## EXERCISE GOAL
In the data below, which lines contain "empty"? List them by copying each one.

## PROVIDED MATERIAL
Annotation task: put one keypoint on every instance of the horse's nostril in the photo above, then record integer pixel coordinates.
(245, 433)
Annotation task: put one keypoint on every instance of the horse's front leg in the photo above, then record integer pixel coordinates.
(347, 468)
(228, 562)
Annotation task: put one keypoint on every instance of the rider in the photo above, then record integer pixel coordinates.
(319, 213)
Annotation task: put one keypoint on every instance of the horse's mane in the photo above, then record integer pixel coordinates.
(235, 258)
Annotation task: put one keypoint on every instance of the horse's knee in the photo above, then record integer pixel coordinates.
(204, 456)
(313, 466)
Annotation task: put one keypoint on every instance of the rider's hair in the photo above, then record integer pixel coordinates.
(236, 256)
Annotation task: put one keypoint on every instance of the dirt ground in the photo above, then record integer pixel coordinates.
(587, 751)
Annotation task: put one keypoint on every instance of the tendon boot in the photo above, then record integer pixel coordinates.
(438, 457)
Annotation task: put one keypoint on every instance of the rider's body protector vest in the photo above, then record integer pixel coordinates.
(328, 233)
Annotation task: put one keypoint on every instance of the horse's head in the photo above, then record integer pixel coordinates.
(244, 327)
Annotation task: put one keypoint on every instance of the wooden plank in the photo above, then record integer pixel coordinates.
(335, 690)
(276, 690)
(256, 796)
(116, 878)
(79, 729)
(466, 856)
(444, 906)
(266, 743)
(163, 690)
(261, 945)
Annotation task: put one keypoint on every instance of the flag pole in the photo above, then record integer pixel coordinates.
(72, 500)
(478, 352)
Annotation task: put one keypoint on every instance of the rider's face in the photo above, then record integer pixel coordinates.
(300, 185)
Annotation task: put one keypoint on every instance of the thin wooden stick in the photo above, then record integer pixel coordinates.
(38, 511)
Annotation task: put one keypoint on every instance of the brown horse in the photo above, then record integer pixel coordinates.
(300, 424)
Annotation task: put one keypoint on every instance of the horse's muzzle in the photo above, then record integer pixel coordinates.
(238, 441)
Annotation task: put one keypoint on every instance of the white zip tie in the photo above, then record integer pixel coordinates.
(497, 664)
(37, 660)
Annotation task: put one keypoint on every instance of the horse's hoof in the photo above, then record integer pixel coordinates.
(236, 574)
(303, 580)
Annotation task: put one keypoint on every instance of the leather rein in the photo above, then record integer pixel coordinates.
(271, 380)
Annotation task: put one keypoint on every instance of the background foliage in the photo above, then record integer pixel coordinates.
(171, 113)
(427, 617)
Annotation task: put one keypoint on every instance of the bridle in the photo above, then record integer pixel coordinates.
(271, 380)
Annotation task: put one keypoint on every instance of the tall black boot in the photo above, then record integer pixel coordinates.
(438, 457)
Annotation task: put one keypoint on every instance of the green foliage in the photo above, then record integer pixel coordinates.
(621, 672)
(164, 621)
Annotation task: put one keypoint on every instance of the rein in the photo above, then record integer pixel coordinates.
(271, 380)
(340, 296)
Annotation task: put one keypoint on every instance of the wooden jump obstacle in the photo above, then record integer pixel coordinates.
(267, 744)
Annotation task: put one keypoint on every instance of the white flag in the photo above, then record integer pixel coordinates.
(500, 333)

...

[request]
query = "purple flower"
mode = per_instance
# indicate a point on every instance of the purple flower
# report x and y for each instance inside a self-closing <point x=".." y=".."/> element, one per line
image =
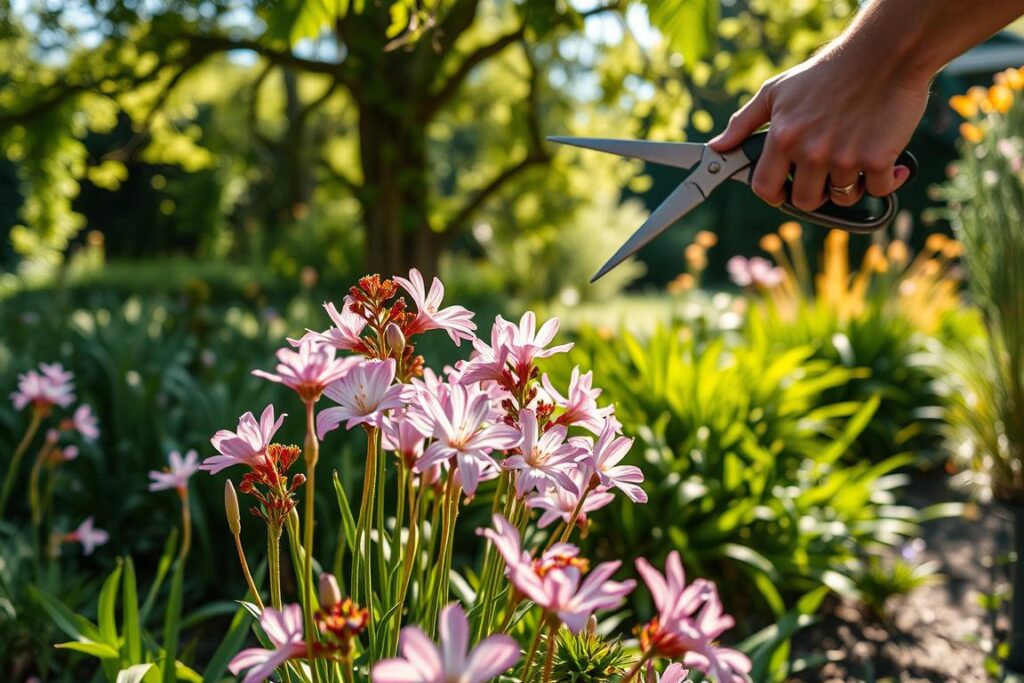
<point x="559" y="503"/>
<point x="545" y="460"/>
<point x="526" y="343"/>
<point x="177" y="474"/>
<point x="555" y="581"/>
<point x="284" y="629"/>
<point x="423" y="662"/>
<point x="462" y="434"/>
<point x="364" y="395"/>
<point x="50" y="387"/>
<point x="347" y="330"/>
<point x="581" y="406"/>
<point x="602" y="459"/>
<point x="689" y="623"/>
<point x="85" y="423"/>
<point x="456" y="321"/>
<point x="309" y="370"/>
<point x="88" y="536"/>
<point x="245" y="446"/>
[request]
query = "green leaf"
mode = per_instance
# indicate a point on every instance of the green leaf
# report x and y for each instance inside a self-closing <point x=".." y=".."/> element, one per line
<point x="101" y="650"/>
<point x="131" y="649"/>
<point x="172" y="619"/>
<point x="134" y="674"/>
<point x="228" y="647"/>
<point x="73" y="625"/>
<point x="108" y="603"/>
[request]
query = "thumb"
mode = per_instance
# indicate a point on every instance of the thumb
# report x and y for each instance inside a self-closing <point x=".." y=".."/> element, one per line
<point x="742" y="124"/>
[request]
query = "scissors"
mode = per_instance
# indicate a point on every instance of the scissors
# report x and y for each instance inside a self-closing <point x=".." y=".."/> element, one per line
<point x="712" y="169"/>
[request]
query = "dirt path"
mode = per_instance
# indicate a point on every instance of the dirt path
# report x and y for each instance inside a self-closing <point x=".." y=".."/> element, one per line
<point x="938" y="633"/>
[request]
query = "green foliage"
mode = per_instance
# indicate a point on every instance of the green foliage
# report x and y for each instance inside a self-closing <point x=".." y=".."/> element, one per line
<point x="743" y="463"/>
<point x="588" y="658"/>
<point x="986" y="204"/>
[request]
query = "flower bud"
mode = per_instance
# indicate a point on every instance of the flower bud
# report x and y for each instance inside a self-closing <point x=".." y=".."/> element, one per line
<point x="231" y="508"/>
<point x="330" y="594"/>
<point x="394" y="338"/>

--

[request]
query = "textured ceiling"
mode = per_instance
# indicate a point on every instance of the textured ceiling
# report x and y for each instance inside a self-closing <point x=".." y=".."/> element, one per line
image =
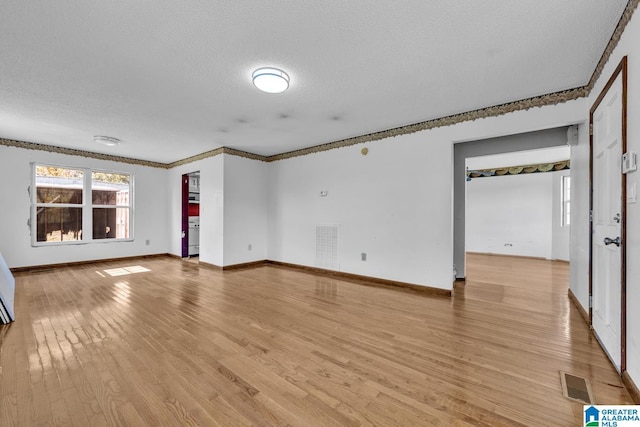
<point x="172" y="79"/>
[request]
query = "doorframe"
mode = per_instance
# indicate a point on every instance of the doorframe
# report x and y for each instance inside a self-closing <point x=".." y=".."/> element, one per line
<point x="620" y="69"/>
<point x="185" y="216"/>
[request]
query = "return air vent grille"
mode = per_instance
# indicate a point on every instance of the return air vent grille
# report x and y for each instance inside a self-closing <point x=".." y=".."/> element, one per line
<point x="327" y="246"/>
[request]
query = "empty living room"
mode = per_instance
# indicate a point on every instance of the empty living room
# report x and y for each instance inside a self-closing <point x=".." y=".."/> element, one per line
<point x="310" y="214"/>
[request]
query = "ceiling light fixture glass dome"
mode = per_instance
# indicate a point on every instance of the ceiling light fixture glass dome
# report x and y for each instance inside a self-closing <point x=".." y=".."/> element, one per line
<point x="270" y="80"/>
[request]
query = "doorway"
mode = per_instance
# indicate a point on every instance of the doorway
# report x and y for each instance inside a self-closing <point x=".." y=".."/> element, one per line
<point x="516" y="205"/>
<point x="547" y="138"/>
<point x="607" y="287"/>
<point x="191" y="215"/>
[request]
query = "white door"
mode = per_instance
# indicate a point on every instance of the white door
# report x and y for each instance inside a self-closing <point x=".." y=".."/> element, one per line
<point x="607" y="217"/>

## THE ANSWER
query = "empty living room"
# indicate a point on every instance of the empty living room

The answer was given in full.